Rewrite the lines between the one holding "For every instance of the woman's nose bridge" and the one holding "x=455 y=466", inclusive, with "nose bridge" swapped for "chin" and everything else left as it is.

## Begin

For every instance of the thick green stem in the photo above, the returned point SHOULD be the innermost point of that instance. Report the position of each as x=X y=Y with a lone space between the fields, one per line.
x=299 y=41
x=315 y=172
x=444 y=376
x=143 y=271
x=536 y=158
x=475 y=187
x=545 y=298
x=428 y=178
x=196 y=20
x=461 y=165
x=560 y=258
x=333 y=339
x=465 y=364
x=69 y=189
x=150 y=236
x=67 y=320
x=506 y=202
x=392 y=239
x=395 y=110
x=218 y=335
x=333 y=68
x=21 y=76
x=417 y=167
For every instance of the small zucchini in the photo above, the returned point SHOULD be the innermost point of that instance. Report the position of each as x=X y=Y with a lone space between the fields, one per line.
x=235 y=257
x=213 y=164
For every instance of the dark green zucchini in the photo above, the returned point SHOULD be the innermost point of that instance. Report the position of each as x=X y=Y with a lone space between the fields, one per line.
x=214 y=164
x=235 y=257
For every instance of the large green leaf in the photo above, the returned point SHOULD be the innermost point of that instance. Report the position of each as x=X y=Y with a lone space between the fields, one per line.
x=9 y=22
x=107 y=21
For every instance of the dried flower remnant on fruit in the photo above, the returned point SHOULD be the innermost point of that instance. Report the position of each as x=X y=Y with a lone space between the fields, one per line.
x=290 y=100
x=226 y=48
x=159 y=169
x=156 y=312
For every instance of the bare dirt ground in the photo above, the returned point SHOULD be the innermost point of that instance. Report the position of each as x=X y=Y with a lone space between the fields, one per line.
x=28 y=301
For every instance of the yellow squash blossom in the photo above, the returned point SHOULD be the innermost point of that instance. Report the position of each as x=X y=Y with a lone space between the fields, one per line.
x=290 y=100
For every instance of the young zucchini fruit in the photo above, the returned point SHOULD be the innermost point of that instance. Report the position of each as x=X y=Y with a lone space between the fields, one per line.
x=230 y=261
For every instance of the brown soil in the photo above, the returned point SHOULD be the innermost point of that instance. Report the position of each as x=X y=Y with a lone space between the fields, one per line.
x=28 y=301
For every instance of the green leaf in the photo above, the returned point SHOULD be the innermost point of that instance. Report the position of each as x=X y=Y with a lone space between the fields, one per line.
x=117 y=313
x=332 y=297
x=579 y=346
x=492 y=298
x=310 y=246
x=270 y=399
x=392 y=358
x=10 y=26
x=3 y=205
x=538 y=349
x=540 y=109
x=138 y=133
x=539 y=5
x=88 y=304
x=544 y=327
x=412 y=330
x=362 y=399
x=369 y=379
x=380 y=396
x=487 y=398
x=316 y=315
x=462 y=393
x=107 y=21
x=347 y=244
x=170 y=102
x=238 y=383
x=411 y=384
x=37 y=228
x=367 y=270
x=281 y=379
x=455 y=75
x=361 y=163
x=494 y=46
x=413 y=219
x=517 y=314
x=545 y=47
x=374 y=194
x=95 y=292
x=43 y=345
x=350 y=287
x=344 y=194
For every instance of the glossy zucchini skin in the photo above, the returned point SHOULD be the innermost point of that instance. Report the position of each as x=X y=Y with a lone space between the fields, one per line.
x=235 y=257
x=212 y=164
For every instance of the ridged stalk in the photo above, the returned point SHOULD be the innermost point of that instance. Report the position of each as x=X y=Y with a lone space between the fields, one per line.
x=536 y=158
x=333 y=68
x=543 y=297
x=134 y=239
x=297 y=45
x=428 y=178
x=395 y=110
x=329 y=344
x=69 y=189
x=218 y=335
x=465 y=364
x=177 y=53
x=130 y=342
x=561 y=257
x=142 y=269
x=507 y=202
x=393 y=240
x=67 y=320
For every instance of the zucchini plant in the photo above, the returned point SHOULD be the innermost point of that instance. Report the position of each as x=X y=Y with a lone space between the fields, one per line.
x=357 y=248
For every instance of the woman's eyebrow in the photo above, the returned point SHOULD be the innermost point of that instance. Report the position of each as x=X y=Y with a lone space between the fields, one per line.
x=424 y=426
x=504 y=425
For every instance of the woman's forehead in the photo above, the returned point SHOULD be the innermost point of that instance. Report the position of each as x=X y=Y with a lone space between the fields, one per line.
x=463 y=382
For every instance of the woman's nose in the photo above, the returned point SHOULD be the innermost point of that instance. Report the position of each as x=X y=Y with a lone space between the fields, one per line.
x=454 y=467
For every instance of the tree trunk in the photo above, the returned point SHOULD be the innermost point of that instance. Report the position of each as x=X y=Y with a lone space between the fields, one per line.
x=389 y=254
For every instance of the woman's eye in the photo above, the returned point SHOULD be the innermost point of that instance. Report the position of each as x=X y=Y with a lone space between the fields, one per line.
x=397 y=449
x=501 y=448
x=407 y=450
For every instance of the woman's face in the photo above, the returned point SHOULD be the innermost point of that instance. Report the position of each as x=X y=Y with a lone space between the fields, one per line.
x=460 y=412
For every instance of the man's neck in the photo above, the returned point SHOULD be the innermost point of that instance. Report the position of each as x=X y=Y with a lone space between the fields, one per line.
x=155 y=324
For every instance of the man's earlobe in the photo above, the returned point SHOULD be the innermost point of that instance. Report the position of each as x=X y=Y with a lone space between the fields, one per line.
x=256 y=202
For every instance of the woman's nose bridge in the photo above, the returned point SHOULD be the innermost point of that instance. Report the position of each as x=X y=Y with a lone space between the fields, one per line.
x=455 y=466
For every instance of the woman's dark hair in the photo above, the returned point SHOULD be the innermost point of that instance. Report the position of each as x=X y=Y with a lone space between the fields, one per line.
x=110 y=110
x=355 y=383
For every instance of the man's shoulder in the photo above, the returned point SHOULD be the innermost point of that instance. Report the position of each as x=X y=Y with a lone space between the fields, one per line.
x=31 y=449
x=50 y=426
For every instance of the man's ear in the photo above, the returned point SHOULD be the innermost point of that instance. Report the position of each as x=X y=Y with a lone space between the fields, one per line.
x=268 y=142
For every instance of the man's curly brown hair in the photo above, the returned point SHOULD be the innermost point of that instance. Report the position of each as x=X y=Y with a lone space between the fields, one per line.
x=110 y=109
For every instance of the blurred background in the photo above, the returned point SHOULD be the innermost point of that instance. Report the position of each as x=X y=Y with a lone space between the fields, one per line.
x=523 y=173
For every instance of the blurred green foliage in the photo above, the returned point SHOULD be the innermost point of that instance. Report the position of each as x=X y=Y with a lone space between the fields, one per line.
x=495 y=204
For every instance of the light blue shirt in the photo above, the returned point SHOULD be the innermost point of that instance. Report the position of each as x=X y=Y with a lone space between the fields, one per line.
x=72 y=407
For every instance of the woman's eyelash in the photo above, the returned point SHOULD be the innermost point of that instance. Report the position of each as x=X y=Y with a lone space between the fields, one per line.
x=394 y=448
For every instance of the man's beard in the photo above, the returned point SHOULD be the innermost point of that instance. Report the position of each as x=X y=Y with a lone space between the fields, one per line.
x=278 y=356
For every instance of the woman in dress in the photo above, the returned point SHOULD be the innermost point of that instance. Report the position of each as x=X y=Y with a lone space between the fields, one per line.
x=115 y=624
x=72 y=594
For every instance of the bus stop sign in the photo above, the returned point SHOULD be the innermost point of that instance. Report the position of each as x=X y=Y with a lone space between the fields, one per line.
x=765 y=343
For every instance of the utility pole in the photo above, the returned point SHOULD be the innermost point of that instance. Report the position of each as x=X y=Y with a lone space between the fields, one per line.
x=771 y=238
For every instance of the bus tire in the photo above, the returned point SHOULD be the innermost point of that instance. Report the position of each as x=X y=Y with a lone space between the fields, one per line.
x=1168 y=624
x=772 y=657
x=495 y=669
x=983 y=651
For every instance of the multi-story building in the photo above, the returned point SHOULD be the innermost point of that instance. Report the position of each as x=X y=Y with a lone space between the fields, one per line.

## End

#### [WRITTEN ANSWER]
For every instance of the woman's chin in the photo above, the returned point SHOULD be the innermost point of that instance. Report the position of each as x=X y=Y with a lone space between the fields, one per line.
x=455 y=466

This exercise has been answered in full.